>> start DATA SUPPLIED
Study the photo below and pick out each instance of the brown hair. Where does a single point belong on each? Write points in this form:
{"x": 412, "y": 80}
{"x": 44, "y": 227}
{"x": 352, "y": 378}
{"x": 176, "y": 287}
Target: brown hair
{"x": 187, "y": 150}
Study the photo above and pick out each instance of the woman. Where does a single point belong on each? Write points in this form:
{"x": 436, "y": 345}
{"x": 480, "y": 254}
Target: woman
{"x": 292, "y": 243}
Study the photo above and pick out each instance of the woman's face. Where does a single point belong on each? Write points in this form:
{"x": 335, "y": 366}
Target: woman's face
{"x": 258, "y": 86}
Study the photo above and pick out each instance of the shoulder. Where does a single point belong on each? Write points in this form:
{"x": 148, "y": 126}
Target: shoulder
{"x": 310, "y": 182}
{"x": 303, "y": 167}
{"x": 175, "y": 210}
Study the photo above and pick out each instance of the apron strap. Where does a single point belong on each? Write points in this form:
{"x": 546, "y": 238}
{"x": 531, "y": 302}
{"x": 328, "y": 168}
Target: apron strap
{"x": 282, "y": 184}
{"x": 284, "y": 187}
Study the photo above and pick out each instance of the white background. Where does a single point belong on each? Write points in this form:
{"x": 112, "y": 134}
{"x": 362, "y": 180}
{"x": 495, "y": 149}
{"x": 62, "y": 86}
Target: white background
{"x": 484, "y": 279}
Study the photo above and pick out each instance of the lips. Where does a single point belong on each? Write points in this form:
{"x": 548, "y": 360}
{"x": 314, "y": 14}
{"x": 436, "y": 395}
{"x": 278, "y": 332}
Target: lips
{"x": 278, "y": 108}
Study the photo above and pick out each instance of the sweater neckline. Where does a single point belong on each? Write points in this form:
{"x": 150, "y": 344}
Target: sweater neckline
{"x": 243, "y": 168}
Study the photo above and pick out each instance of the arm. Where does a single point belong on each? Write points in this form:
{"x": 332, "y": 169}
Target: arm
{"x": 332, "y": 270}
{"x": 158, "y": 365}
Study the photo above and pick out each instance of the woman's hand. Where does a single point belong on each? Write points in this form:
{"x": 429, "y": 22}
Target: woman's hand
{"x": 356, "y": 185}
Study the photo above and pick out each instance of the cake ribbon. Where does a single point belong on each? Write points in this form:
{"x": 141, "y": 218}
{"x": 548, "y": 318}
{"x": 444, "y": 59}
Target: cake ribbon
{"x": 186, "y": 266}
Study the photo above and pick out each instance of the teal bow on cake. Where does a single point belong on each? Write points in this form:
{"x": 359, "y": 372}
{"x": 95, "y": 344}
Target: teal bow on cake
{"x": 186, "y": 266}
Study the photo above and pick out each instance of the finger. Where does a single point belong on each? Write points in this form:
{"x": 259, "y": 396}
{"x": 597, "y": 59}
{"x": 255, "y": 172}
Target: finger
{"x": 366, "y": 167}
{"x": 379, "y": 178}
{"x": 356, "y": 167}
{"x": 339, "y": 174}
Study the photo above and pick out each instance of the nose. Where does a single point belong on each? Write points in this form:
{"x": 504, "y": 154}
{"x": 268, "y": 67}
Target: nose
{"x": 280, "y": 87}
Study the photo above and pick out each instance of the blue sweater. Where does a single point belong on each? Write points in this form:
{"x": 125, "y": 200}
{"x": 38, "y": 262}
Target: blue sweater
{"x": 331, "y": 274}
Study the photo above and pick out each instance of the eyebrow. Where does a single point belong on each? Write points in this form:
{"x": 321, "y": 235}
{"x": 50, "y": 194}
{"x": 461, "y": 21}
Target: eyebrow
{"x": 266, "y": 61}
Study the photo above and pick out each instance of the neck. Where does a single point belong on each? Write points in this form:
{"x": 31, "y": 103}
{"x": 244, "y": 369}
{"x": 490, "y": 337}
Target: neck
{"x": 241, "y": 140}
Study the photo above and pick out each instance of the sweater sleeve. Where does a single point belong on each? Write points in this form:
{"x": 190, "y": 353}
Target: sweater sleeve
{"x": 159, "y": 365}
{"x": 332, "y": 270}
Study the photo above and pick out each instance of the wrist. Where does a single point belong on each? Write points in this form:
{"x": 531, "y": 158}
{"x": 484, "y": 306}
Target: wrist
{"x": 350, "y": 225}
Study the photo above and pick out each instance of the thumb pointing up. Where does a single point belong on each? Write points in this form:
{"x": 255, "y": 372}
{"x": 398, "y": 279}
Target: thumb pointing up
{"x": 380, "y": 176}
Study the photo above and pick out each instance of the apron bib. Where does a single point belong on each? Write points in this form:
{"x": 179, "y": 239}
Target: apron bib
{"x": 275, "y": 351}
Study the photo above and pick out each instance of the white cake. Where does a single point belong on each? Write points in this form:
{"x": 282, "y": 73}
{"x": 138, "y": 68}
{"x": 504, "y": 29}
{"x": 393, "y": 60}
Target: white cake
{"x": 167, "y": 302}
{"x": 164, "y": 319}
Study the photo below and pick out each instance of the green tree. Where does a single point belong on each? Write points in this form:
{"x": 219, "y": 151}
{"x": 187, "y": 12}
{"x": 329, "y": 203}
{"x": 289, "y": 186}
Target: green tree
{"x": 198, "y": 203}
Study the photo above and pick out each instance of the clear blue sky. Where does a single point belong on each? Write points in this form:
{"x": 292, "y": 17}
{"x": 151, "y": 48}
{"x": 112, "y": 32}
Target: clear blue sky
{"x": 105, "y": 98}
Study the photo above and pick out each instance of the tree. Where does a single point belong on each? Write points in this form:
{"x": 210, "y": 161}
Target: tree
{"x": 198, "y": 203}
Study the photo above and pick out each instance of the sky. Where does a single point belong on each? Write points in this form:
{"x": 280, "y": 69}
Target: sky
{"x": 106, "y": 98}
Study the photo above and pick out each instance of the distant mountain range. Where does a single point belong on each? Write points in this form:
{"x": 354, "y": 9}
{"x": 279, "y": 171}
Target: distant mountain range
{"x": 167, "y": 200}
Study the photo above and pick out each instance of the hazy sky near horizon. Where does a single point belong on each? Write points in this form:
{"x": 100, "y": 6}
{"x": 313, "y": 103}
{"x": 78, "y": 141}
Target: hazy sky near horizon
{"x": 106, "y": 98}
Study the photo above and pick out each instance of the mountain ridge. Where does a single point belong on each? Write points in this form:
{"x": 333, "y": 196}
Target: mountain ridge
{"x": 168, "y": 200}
>> end DATA SUPPLIED
Starting from the line containing "of the clear" and ending with the final line of the data, reproduce each line exactly as it appears, including no other lines.

FINAL ANSWER:
Study the photo above and pick out each instance of the clear blue sky. Where does a single point belong on each? Write points in this form:
{"x": 292, "y": 17}
{"x": 151, "y": 48}
{"x": 112, "y": 32}
Target: clear blue sky
{"x": 105, "y": 98}
Study the photo above and pick out each instance of the tree. Where does a single point belong on each? Write points in this form:
{"x": 210, "y": 161}
Target: tree
{"x": 198, "y": 203}
Study the photo above and pick out each instance of the sky. Where does a single point belong on each? Write points in this form:
{"x": 280, "y": 69}
Target: sky
{"x": 106, "y": 98}
Study the photo above and pick out each instance of the distant mountain range. Where does a single point belong on each? Write points in this form:
{"x": 354, "y": 9}
{"x": 279, "y": 171}
Target: distant mountain range
{"x": 167, "y": 200}
Study the photo above and pick out each instance of the hazy sky near horizon. Where does a single point belong on each? Write points in this form:
{"x": 100, "y": 6}
{"x": 313, "y": 103}
{"x": 78, "y": 141}
Target: hazy sky near horizon
{"x": 106, "y": 98}
Study the photo above and pick out each instance of the mountain ridge. Where does a single point belong on each? Write points in this form:
{"x": 333, "y": 196}
Target: mountain ridge
{"x": 168, "y": 200}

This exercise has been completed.